(Your objective) List every line of the entries below that contains the word "yellow", matching case exactly.

>> Start Data for this exercise

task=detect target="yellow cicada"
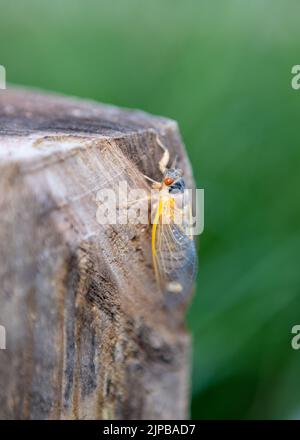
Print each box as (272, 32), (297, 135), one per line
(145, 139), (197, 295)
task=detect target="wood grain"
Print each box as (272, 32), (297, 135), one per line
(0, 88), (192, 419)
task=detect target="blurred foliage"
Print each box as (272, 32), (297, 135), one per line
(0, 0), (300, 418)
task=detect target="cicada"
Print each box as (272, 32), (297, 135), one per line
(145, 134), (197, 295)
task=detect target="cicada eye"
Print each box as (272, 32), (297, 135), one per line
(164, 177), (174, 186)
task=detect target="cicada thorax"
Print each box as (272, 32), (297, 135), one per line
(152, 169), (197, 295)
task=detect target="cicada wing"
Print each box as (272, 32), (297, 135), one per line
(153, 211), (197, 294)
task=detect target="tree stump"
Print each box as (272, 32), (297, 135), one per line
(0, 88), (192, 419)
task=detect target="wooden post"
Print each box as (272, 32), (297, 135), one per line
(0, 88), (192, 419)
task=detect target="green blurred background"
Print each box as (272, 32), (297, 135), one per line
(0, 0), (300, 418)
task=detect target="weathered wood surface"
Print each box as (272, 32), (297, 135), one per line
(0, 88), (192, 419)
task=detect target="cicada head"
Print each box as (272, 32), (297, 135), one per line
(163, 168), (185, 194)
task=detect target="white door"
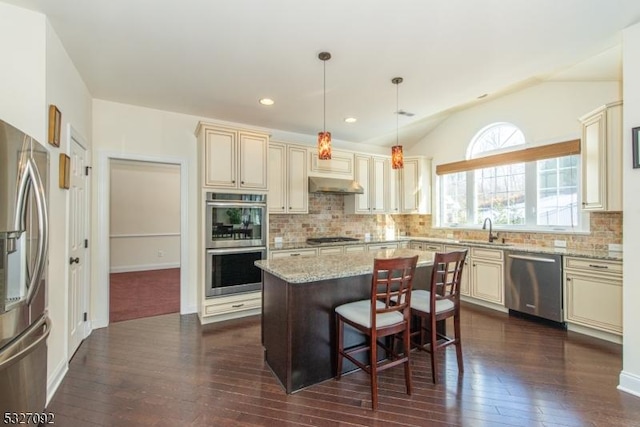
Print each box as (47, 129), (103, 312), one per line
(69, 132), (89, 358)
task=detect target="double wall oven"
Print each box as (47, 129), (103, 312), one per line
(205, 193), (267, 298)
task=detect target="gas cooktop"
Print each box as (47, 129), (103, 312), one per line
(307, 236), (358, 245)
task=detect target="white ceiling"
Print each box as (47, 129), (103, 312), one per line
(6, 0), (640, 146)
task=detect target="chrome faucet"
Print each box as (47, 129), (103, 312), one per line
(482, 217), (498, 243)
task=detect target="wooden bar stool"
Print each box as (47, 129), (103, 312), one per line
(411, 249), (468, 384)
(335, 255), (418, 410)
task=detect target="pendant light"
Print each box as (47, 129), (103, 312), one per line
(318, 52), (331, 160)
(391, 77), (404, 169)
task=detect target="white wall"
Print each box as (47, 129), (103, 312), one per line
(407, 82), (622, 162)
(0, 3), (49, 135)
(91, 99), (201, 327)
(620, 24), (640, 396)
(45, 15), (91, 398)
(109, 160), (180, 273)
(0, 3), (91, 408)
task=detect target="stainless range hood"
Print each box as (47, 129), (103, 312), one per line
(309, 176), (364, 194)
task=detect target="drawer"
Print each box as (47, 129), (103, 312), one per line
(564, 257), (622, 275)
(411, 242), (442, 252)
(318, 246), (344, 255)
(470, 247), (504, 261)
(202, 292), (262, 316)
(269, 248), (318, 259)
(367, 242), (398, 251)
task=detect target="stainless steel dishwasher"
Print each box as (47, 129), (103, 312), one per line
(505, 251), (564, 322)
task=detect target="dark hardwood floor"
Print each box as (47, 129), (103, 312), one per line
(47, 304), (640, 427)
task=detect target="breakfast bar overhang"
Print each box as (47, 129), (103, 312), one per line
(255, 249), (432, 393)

>> End Data for this exercise
>> Start Data for this exercise

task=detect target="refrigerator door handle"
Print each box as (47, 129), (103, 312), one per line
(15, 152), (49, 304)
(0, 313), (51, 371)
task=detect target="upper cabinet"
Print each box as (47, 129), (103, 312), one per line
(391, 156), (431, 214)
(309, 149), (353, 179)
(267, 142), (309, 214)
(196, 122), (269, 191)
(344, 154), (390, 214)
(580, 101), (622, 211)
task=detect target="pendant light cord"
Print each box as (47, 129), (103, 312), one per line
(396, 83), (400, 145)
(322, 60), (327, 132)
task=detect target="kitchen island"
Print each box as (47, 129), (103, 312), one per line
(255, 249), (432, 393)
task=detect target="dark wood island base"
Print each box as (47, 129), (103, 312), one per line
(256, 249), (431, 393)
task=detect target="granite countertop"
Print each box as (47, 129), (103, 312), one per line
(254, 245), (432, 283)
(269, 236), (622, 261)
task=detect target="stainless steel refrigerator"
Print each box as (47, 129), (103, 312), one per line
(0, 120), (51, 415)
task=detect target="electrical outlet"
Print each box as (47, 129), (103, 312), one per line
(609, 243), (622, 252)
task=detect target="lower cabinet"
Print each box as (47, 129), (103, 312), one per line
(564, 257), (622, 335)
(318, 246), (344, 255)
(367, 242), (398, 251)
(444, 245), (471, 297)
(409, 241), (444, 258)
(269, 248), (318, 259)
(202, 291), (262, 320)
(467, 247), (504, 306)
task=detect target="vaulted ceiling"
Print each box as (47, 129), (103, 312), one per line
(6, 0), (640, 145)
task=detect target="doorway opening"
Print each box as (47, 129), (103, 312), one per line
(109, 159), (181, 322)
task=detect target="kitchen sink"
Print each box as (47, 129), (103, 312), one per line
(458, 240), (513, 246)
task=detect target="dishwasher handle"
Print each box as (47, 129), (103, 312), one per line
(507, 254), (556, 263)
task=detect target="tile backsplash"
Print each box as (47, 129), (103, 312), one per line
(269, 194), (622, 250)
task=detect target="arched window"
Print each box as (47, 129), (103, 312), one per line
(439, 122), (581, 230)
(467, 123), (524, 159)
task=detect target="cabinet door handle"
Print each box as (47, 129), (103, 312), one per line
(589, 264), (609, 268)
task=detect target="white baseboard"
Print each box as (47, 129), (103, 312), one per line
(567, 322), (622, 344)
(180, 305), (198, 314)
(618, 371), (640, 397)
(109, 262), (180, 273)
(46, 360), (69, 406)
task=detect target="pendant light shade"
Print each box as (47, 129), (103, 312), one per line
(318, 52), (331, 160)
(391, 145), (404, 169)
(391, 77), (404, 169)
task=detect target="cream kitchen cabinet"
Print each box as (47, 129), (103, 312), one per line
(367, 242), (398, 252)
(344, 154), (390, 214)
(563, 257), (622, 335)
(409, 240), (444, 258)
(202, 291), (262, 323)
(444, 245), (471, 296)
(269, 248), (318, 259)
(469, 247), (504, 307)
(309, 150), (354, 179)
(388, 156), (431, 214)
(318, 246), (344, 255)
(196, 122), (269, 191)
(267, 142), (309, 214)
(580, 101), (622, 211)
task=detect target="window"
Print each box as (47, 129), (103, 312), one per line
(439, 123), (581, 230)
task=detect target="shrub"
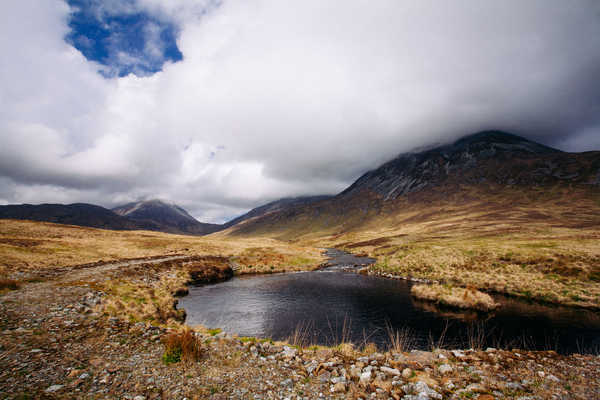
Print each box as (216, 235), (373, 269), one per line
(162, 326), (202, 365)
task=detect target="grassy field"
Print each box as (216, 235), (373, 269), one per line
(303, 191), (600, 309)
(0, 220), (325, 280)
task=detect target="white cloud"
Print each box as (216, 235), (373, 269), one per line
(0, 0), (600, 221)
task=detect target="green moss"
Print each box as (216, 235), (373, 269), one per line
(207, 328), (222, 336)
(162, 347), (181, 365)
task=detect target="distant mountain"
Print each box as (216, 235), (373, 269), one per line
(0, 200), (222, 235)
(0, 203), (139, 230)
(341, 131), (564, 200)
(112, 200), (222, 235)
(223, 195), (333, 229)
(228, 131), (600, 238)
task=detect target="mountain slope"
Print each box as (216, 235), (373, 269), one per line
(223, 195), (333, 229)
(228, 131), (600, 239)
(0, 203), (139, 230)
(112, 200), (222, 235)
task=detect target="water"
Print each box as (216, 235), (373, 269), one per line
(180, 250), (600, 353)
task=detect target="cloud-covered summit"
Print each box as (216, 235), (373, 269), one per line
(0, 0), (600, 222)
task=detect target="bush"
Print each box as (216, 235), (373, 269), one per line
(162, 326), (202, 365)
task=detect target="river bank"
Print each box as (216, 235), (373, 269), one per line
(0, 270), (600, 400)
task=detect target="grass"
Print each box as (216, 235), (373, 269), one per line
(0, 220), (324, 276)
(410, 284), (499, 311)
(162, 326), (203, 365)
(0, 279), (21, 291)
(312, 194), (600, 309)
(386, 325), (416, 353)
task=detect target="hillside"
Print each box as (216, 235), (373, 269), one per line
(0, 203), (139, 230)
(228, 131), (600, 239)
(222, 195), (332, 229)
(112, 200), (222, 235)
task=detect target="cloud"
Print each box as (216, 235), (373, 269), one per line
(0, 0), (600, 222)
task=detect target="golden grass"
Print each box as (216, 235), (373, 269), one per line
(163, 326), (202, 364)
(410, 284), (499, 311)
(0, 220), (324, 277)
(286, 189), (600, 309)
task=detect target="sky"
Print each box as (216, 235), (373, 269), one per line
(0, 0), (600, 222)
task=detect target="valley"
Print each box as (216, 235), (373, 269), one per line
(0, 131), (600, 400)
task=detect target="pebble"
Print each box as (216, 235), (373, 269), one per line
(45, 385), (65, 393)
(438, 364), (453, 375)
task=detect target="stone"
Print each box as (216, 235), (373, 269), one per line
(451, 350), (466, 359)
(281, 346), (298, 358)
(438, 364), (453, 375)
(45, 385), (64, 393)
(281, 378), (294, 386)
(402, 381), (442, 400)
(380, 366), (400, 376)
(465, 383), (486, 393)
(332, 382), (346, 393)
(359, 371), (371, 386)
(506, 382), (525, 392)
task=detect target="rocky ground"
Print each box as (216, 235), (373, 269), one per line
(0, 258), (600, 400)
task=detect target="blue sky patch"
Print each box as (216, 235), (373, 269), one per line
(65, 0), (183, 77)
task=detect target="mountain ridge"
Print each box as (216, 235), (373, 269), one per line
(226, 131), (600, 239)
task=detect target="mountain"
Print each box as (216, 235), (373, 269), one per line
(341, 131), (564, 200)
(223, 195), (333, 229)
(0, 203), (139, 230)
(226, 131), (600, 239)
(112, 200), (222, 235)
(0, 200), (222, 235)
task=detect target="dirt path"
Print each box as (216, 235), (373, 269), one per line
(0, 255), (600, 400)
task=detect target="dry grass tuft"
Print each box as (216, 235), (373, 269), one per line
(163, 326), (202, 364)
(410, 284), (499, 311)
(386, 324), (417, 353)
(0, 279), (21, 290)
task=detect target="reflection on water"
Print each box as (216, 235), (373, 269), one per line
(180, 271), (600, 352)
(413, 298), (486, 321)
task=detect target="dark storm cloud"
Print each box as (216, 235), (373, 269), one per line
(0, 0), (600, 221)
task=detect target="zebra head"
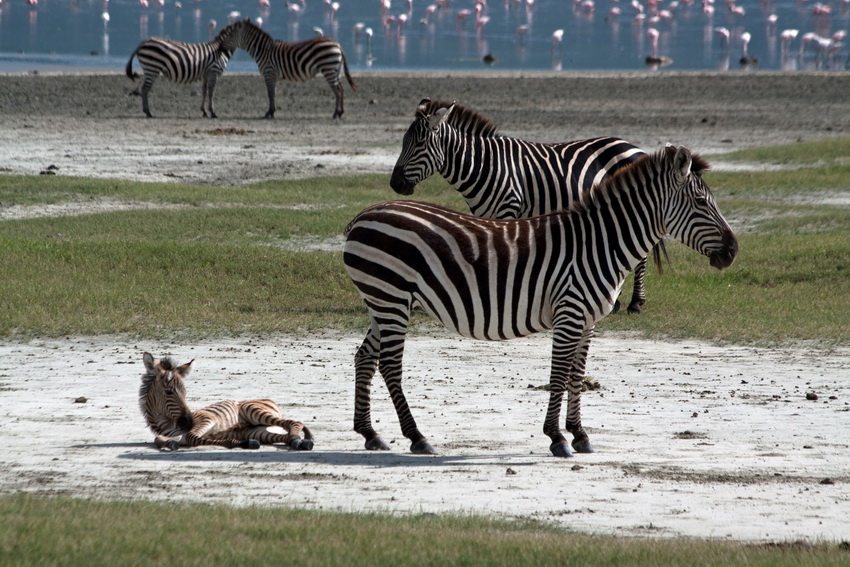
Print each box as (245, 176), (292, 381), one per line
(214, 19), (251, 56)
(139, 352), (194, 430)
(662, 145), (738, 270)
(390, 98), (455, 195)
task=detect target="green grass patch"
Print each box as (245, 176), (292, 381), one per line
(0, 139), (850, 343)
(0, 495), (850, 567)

>> End Data for this exercise
>> Start Data for this exercise

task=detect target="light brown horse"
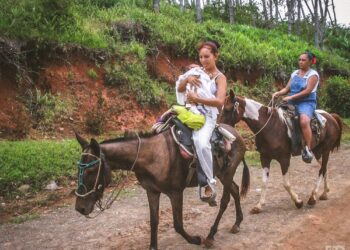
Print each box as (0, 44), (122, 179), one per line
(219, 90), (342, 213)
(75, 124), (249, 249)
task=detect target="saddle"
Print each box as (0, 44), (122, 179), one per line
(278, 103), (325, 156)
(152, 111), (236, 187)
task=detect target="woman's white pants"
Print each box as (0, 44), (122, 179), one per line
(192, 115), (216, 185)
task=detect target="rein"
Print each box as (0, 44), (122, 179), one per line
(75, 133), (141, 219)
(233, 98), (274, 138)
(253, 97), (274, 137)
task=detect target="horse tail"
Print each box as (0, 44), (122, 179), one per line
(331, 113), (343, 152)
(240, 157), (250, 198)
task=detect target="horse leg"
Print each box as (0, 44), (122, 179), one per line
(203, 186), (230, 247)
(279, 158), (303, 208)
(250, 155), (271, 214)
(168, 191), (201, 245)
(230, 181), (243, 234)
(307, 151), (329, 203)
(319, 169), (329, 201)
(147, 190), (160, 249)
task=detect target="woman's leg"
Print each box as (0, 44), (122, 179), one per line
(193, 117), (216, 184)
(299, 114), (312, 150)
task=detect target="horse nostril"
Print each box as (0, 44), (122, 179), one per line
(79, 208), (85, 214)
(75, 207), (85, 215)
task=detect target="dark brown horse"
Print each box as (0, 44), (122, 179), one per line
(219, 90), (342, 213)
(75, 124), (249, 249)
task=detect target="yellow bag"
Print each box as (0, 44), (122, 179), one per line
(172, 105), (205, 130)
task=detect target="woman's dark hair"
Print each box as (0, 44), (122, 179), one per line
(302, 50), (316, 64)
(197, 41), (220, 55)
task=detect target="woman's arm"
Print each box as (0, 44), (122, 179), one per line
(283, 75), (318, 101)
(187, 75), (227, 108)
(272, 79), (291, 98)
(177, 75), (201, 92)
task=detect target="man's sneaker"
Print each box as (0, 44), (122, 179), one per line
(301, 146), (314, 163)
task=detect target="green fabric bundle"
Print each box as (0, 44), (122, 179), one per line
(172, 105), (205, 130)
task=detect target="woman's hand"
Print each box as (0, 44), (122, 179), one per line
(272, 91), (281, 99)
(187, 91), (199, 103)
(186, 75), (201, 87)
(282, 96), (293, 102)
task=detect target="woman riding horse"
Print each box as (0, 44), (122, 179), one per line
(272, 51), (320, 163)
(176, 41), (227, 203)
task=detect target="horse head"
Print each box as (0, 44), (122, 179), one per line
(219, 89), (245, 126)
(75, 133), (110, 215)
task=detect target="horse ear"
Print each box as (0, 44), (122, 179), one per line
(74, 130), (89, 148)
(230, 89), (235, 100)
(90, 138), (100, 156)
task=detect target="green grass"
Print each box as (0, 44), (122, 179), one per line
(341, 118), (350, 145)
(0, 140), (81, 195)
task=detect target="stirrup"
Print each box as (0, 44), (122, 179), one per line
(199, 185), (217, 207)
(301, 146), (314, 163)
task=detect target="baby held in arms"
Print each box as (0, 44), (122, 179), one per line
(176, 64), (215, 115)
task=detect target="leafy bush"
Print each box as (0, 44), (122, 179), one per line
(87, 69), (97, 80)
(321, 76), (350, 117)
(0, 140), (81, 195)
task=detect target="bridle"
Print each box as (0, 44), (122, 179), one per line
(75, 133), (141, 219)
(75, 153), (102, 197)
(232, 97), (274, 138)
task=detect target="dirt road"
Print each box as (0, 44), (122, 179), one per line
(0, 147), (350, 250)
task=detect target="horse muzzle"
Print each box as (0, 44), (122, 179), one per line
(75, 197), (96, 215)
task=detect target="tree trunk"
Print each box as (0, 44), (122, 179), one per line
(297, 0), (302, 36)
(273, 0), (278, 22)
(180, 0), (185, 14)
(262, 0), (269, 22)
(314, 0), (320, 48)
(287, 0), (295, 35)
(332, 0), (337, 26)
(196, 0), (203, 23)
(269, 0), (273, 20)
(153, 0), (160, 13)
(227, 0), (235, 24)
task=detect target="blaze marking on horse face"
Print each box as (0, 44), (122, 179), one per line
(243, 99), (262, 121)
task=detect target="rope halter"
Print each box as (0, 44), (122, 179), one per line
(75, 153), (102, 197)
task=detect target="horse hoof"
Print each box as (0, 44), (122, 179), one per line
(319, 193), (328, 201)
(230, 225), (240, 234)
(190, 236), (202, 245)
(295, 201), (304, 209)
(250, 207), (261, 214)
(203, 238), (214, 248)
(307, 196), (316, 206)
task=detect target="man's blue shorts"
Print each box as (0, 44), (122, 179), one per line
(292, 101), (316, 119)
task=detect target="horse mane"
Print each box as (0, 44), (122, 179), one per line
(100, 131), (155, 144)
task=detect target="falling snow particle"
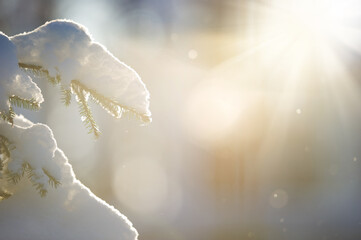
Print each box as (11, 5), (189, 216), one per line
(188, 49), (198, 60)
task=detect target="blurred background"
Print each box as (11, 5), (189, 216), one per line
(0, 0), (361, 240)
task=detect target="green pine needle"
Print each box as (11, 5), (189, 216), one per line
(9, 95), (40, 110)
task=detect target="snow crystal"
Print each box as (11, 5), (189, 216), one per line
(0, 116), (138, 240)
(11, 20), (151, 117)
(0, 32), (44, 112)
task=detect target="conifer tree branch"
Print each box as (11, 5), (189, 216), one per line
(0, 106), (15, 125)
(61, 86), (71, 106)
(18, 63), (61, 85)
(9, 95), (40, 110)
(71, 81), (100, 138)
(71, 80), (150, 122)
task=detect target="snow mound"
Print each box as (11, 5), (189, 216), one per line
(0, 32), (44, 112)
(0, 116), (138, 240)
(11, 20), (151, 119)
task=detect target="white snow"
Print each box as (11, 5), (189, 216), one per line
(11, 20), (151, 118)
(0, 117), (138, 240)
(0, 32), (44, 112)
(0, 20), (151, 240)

>> End Data for this exercise

(The completed task)
task=detect target="yellow cicada"
task=detect target="yellow bag"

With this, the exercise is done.